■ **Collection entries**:
-=-=-

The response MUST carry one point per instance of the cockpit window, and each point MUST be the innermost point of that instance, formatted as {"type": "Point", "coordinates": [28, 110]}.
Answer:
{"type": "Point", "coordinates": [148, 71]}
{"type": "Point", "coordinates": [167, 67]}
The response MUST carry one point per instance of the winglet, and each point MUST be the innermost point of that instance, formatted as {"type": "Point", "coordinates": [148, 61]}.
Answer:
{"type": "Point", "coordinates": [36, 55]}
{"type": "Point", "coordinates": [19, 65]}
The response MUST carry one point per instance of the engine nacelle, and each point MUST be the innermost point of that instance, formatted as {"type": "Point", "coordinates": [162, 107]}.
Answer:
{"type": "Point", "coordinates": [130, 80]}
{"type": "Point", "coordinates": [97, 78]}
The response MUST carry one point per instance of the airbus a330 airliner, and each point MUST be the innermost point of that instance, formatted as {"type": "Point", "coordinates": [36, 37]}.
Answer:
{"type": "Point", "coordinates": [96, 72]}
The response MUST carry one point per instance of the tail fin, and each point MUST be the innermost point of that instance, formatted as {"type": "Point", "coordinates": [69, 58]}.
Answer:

-=-=-

■ **Required work**: Pull every line containing the string "innermost" out of the data above and copy it.

■ **Reply**:
The response MUST carry one point per instance of the cockpit window, and each point MUST be the innermost point of that instance, formatted as {"type": "Point", "coordinates": [28, 110]}.
The response MUST carry one point per instance of the winglet, and each point MUST be the innermost point of that instance, formatted as {"type": "Point", "coordinates": [148, 61]}.
The response MUST carry one point per instance of the engine nacelle, and each point MUST be the innermost point of that instance, formatted as {"type": "Point", "coordinates": [162, 107]}.
The response MUST carry one point per instance of the airbus a330 airliner, and each point MUST be the innermost point of that instance, formatted as {"type": "Point", "coordinates": [36, 37]}.
The response MUST carry one point per instance of the tail fin, and each point MUST be the innermost point of that instance, formatted as {"type": "Point", "coordinates": [69, 58]}.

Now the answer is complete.